* Short task a
Copy the entries below word for word, starting at the line containing "Locate the fog" and continuing through the final line of the entries, with both ends included. Reproduce only those lines from the entries, nothing from the text.

* Text extract

Validation data were collected in August 2016 following a new stratified random sampling scheme. In order to ensure that the sampling areas covered adequately the complete productivity range, we first classified the study area in three biomass-production categories using the averaged value of maximum NDVI from 2001 to 2015: low (<0.5 NDVI), medium (0.5–0.6 NDVI) and high (>0.6 NDVI). These thresholds divided the area in three sub-areas of similar size. Then, among all the MODIS pixels we randomly selected 3 pixels within each NDVI category (250 × 250 m, 9 MODIS pixels in total). Within each MODIS pixel we randomly selected 3 Landsat pixels (30 × 30 m). Within each Landsat pixel we randomly selected four sampling points (1 × 1 m; Figure 1). This design resulted in a total of 108 sampling points (12 biomass estimates per MODIS pixel). The design was chosen to adequately sample the spatial variability in biomass in the study area, to obtain more precise estimates of mean MODIS pixel biomass. The sampling design was aimed at also providing information on the spatial scale at which variation in biomass production occurs and how it relates to the resolution provided by MODIS and Landsat images. Aboveground biomass samples were collected using 100 × 100 cm squares with the electric grass shear. Samples were transported to the lab, sorted by species discarding dry biomass from the previous year, dried in paper envelopes (72 h at 80 °C), and weighted (accuracy: ±0.1 g).

2.4. Environmental Data

Environmental data were used to evaluate model robustness and analyze model results. They consisted of two variables: (1) hydroperiod, i.e., the number of days that each pixel remained flooded in each annual cycle estimated by Díaz-Delgado et al. [14]; and (2) precipitation data, in particular the cumulative precipitation in the hydrometeorological year from 1 September to 31 August (data provided by Doñana’s Long-Term Monitoring program, ESPN at ICTS-RBD).

2.5. Biomass Production Models

We used three approaches to model annual biomass production based on NDVI data and selected the best-performing model using the calibration dataset (see above). The calibration dataset was also used to select among alternative model parameters (see model 3, below) and to obtain a relationship between NDVI-based estimates and biomass production. The three model types were based on the following information:
  • The maximum NDVI value observed in each given year and MODIS pixel (‘Maximum-NDVI’ hereafter).

* Short task b
Answer these questions using the biomass sampling text above:
(i) Over which years was the maximum NDVI averaged to classify the study area?
(ii) How many sampling points did the design produce in total?
(iii) For how long and at what temperature were the samples dried?

[Dataset rows]
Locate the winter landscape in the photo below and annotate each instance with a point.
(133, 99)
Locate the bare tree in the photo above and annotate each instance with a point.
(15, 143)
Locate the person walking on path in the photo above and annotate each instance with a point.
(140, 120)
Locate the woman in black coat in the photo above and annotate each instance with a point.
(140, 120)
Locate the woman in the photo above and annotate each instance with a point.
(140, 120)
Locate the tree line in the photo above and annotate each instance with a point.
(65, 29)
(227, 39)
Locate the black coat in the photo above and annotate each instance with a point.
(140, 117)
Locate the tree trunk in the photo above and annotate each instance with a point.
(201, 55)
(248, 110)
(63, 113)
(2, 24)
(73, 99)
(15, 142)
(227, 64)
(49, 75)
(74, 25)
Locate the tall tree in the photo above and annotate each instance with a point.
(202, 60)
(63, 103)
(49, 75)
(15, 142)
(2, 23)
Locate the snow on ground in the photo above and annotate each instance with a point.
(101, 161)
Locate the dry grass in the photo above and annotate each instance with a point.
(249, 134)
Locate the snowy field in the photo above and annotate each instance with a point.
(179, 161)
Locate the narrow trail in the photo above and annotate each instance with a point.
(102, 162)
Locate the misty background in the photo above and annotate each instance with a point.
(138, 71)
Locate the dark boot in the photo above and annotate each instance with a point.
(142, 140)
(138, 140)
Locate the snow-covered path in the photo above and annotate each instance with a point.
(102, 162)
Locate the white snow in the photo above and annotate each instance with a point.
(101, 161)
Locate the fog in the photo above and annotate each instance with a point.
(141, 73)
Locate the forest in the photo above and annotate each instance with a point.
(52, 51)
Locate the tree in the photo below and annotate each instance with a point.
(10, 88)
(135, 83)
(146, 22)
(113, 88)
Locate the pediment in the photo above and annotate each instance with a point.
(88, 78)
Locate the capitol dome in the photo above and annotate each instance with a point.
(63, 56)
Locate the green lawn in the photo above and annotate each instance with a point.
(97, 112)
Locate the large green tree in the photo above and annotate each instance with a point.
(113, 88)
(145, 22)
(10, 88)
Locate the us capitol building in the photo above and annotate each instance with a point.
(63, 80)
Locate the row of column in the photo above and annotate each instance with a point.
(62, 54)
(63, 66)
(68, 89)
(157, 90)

* Task solution a
Locate the fog in the photo above and annotate each instance with a point.
(141, 73)
Locate the forest in the photo above and annotate each instance with a point.
(52, 51)
Locate the tree in the photo below and annotate each instance with a point.
(10, 88)
(135, 83)
(146, 22)
(113, 88)
Locate the pediment in the photo above and annotate each instance with a point.
(88, 78)
Locate the capitol dome in the photo above and annotate each instance with a point.
(63, 56)
Locate the green lawn in the photo above and annotate each instance with a point.
(97, 112)
Locate the large green tree in the photo above and annotate each instance with a point.
(113, 88)
(145, 22)
(10, 88)
Locate the us capitol building in the photo above and annotate each instance with a point.
(63, 80)
Locate the row of column in the photo above and annotate each instance with a point.
(62, 54)
(63, 66)
(68, 89)
(157, 90)

* Task solution b
(i) From 2001 to 2015.
(ii) 108 sampling points.
(iii) 72 h at 80 °C.